• [What the task asks]: Lay out the stretch of the listing from its start through the line containing "[[168, 187]]" as a Markdown table with the columns Row and Text, numbering each line and skipping blank ones. Omit the pictures.

(Location annotation dataset excerpts)
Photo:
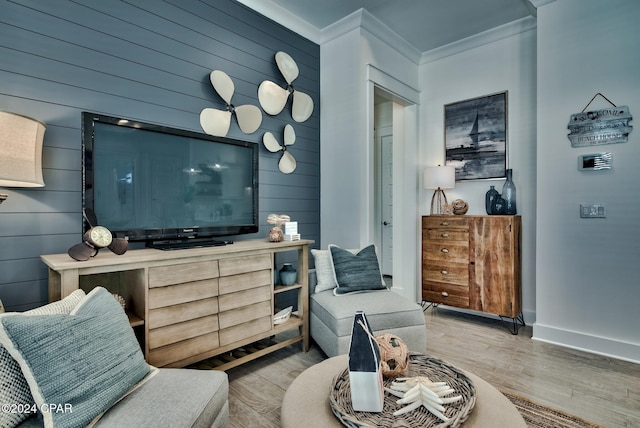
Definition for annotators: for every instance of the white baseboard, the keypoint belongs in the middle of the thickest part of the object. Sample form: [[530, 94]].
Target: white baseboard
[[588, 343]]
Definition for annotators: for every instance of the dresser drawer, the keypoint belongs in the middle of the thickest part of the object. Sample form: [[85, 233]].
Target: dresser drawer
[[444, 222], [450, 273], [251, 263], [239, 299], [245, 330], [186, 311], [160, 276], [174, 333], [245, 281], [181, 350], [182, 293], [449, 251], [453, 295], [448, 234], [244, 314]]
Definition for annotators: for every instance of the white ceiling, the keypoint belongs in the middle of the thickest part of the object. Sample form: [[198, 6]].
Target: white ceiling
[[425, 24]]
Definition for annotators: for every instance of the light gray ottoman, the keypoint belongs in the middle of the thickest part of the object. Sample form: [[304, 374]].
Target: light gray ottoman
[[331, 318]]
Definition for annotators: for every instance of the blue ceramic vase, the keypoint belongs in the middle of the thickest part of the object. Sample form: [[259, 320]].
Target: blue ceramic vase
[[288, 274]]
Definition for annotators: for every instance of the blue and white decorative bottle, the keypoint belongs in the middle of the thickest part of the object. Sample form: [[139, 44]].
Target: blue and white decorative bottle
[[509, 195], [491, 194]]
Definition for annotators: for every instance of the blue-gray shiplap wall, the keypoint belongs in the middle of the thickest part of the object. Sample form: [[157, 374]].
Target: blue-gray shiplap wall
[[147, 60]]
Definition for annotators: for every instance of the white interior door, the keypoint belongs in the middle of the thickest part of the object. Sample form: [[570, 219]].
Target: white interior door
[[386, 203]]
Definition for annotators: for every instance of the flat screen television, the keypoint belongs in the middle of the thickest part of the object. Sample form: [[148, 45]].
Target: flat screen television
[[168, 187]]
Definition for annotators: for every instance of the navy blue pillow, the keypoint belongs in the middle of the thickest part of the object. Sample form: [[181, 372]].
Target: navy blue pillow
[[356, 272]]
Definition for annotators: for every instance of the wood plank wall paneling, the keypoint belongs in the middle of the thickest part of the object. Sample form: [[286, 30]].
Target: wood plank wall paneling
[[147, 60]]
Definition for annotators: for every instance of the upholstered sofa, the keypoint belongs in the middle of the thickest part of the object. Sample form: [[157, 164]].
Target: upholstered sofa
[[331, 313], [104, 379]]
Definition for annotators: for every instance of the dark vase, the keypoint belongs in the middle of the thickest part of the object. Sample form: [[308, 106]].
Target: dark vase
[[497, 207], [509, 195], [488, 199], [288, 274]]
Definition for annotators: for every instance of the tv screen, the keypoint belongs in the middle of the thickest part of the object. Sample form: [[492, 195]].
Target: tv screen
[[163, 185]]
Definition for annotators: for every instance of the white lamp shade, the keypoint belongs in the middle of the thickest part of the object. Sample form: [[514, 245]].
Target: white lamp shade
[[20, 151], [439, 177]]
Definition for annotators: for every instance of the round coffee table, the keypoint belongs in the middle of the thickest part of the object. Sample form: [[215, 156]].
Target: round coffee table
[[306, 402]]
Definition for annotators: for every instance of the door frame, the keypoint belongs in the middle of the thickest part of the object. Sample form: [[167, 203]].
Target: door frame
[[405, 179]]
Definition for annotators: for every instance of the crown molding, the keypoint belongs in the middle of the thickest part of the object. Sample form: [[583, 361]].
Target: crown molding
[[285, 18], [362, 19], [538, 3], [507, 30]]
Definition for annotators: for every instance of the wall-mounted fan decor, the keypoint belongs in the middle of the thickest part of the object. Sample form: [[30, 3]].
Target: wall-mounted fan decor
[[273, 98], [287, 163], [217, 122]]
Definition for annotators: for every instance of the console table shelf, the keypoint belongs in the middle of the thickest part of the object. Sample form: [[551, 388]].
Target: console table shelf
[[189, 305]]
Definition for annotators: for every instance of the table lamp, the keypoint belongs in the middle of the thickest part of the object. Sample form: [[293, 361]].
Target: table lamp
[[439, 178], [20, 151]]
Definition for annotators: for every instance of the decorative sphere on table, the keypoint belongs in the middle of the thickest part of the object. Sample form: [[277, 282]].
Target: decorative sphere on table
[[394, 354]]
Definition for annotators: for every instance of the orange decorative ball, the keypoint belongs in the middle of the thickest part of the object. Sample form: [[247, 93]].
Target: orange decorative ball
[[394, 355]]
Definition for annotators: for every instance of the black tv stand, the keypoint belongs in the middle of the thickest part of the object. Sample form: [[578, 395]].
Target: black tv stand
[[180, 244]]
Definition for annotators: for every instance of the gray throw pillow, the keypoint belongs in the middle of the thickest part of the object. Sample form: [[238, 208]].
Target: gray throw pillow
[[86, 361], [356, 272], [14, 388]]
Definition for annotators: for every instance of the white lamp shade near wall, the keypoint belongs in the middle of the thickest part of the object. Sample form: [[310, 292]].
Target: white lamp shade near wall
[[439, 177], [20, 151]]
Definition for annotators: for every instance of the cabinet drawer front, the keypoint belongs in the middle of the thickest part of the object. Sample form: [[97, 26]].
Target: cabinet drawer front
[[186, 272], [182, 293], [163, 336], [451, 273], [236, 265], [446, 234], [244, 314], [451, 300], [245, 281], [244, 330], [231, 301], [183, 312], [457, 251], [435, 222], [179, 351]]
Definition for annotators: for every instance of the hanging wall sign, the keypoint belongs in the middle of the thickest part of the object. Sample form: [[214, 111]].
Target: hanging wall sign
[[605, 126]]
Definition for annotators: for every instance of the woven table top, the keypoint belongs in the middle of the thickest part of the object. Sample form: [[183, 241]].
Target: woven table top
[[419, 365]]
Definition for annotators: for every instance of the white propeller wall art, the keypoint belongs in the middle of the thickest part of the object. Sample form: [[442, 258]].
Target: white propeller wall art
[[287, 163], [217, 122], [273, 98]]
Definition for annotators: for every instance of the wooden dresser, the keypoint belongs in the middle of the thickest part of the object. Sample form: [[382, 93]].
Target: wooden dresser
[[193, 304], [473, 262]]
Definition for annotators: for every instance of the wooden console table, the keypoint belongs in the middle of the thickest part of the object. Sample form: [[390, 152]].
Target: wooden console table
[[192, 304]]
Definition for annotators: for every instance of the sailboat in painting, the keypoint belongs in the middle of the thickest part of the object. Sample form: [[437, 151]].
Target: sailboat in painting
[[473, 142], [475, 137]]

• [Task solution]:
| Row | Text |
|---|---|
| 1 | Photo: |
| 2 | Definition for annotators: for every instance of the white baseboard, the keypoint belongs in the middle of the thickest part of the object. Sample form: [[530, 94]]. |
| 3 | Target: white baseboard |
| 4 | [[588, 343]] |
| 5 | Definition for annotators: for every instance of the dresser drawer, the keypoint belongs in the middle of the thickest part of the object. Sample form: [[85, 233]]. |
| 6 | Target: dresser drawer |
| 7 | [[444, 222], [450, 273], [251, 263], [239, 299], [245, 330], [186, 311], [160, 276], [174, 333], [245, 281], [181, 350], [182, 293], [449, 251], [453, 295], [448, 234], [244, 314]] |
| 8 | Definition for annotators: for every instance of the white ceiling, the keypoint belongs in the middle of the thickest part of the object. Sample form: [[198, 6]]. |
| 9 | Target: white ceiling |
| 10 | [[425, 24]] |
| 11 | Definition for annotators: for every instance of the light gray ottoman, the keypoint belongs in the middle of the thickest part of the object. Sample form: [[304, 374]]. |
| 12 | Target: light gray ottoman |
| 13 | [[331, 318]] |
| 14 | Definition for annotators: for every instance of the blue ceramic vase, the keypoint belongs in the middle of the thickest part of the object. Sample form: [[259, 320]]. |
| 15 | Target: blue ceramic vase |
| 16 | [[288, 274]] |
| 17 | Definition for annotators: for every instance of the blue and white decorative bottle, the keypoint belongs in the middle of the thickest part of the object. Sample form: [[139, 44]]. |
| 18 | Target: blue and white decorative bottle |
| 19 | [[509, 195], [491, 194]] |
| 20 | Definition for annotators: for every instance of the blue-gray shiplap wall, the keypoint belongs in the middle of the thickest part of the object. Sample form: [[157, 374]]. |
| 21 | Target: blue-gray shiplap wall |
| 22 | [[147, 60]] |
| 23 | Definition for annotators: for every instance of the white interior door, the keypoint belongs in the middle of the thickest part of the object. Sample form: [[570, 219]]. |
| 24 | Target: white interior door |
| 25 | [[386, 203]] |
| 26 | Definition for annotators: for every instance of the flat screen television, the keypoint belongs in the middle of the thickest part of the object. Sample form: [[148, 45]]. |
| 27 | Target: flat screen television |
| 28 | [[168, 187]] |